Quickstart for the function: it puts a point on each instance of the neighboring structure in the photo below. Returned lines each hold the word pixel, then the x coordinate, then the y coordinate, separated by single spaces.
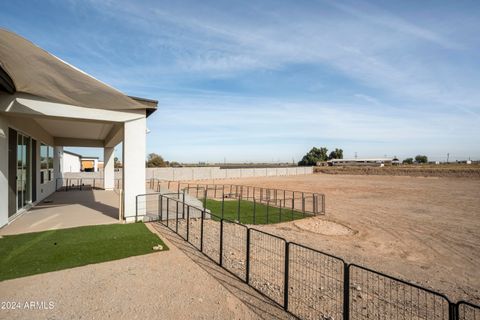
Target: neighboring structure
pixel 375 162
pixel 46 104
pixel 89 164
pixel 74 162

---

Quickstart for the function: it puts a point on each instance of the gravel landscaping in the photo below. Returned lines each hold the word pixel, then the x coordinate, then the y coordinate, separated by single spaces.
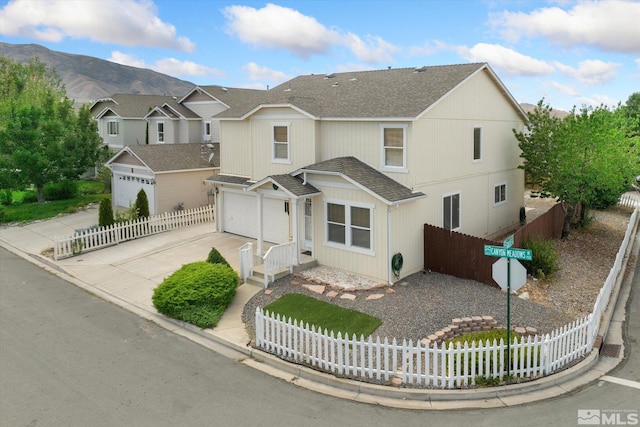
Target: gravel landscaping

• Task description: Among the entries above, which lines include "Quickstart"? List them all.

• Reply to the task:
Quickstart for the function: it puts a point on each instance of the neighboring structure in the photo below. Returned lines each hold the word pixel, then the x coordinate, then the y coordinate, separated by single spaces.
Quickstart for the function: it puts a point on each instance of the gravel landscaping in the photo below. Returned lines each hold the word pixel, then the x coordinate, then the y coordinate, separated by single spaces.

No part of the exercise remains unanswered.